SELECTED PASSAGE:
┌────────

Personalized email marketing software is a fantastic advance in both technology and marketing that benefits everyone, both business and consumer alike. It’s one of the few ways that a business can see exactly what a user was looking at, and it means that when a user receives an email with a notice about products, those products are actually specific and relevant to what they are interested in. Everybody wins.
But personalized email marketing software is still just that; software. It is code that will do what you tell it to, and nothing else. Code can pick out names, and it can remember what an individual was looking at, so while code can personalize and send out an email, it can’t make the email itself personal. And it’s when the email is personal that a consumer will respond more positively, because they will feel like they are remembered and cared about.
So how do you go about creating good emails to use with personalized email marketing software?
Voice Is Everything
Even if it’s software that is compiling the information and sending the email out to potential customers, someone still needs to write the actual email. And that someone should be good at their job. When possible, have a professional writer with a flair for personable marketing write the templates that you will be using with your personalized email marketing software. Ensure that the voice suits the tone of the product or service that you are trying to promote. Recreational items should have a more fun, breezy, informal approach, while legal or medical services are better off avoiding this tone entirely.
Ensure that the voice is encouraging, not aggressive. People don’t like to be cornered or coerced into things, so sending an email demanding a person buy something is likely going to result in not just no sale, but that same person never returning to your website. Keep it short, keep it simple, and keep it friendly.
Address Different Motivations
People will come to a website offering products and/or services for many different reasons. Some may simply be browsing the website because an acquaintance mentioned it, and they want to see what it’s like. Others may be looking at specific products because they are interested in making a purchase, but want to do research first, either on the different brands or range of products and services, or the pricing compared to other similar websites.
Still others may seem like they are committed to making a purchase, and have even gone so far as to add items to a shopping cart and then stopped the process before completing the purchase and leaving. Different people will have different reasons and perform different actions while they are at a website, and personalized email needs to address that. Just putting a person’s name on the email isn’t enough to make it feel personal, that email must acknowledge, to some degree, why that person came to the site, and then left.
This isn’t to say that emails must know personal details about the person, which would probably be more unsettling and repellant than encouraging. But these emails should address the shopper with an understanding of the possible concerns that may have been present when the decision to leave the website came about.
If someone visits a website but is hopping through a lot of different categories, looking at new arrivals and visits frequently, this is probably a browser.

└────────

INFORMATION:

┌────────

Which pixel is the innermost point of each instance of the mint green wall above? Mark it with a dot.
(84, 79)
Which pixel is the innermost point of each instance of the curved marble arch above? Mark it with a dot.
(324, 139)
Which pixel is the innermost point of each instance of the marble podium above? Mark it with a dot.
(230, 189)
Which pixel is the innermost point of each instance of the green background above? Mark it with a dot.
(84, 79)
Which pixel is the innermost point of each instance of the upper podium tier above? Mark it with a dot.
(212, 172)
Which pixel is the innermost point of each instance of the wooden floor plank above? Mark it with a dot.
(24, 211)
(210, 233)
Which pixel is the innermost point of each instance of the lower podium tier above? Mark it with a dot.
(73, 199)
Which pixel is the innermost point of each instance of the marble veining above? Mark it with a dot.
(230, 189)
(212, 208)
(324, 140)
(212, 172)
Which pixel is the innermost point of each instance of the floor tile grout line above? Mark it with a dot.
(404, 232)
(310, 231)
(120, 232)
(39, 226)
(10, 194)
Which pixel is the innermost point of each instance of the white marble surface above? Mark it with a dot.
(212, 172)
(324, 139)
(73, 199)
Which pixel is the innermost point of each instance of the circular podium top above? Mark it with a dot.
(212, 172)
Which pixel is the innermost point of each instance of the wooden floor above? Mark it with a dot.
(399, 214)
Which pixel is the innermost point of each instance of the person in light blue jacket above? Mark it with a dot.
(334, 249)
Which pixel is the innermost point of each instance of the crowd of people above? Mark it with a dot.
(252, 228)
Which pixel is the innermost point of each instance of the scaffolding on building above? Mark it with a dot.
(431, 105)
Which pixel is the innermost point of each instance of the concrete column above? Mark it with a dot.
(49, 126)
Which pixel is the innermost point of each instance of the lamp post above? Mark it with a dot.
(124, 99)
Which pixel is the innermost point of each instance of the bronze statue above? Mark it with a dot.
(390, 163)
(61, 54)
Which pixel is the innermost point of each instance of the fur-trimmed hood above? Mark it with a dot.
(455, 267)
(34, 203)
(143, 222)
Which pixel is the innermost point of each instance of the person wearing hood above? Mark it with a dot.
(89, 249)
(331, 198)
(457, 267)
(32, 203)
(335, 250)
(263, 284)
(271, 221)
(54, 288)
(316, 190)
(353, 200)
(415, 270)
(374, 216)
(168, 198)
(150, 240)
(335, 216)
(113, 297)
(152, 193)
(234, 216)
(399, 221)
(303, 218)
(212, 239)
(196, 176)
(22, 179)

└────────

WORK REQUEST 1:
Copy out the email marketing article between "But personalized email" and "email marketing software?", inclusive.
WORK REQUEST 2:
Pick up the email marketing article where it stops and write the next part.

RESULT 1:
But personalized email marketing software is still just that; software. It is code that will do what you tell it to, and nothing else. Code can pick out names, and it can remember what an individual was looking at, so while code can personalize and send out an email, it can’t make the email itself personal. And it’s when the email is personal that a consumer will respond more positively, because they will feel like they are remembered and cared about.
So how do you go about creating good emails to use with personalized email marketing software?

RESULT 2:
You have a few options, here, one of which is to attempt to engage them to create an account so as to better serve their interests. In general, if you have details such as name and e-mail address, it’s best to direct new product recommendations based on their browsing history, and send notification of special sales, offers and other promotions.
Someone that goes straight to a particular category, goes through the products available there, and looks at different user reviews (if you provide such a thing) is most likely a researcher with a specific interest who is trying to find out more about the product and whether you are the website they should make the sale to.
In cases like this user generated content such as referrals and reviews can be important factors, and you may want your personalized email marketing software to include these in the email you send out. It’s also a good idea to include user recommendations for products, especially if the researcher didn’t happen to look at that particular recommended product, even though it was in the category he or she was searching. Sales counters may be another device you want to use as an indication of the desirability or quality of the product. If stocks are limited or dwindling, but people keep buying it, let that user know.
People that go so far as to actually add an item to a shopping cart but then fail to complete the transaction also deserve a special form of personalization. There may be a number of reasons why they didn’t complete the transaction, whether it was difficulty with the website, or wrestling with their own conscience about whether they should really buy the item at the time.
Emails directed at people that are almost ready to buy should remind them of the product they have sitting in the cart, as well as add a sense of urgency, especially if this is a popular item and stocks are dwindling. If you have any discounts or promotions that relate to the specific product, or products in that category, now is also the time make these available. If you make a special discount voucher available from within the email that can return a shopper back to the cart, with discount applied, that might just be all it takes to push them to complete the transaction.
There’s a lot of power in personalized email marketing software, but that power is only as effective as you’re willing to make it. Some effort still needs to be made to craft specific emails at specific types of shoppers, but when done right, it can make all the difference.